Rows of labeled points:
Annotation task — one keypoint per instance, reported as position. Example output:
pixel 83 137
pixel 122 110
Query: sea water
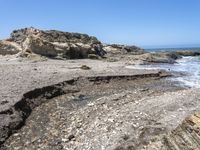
pixel 186 70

What you are asked to do |
Return each of the rows above unchanged, leaving out the pictures.

Solution to the problem |
Annotation task — one keypoint per instance, reported as position. Example output:
pixel 83 137
pixel 122 110
Query: sea water
pixel 186 70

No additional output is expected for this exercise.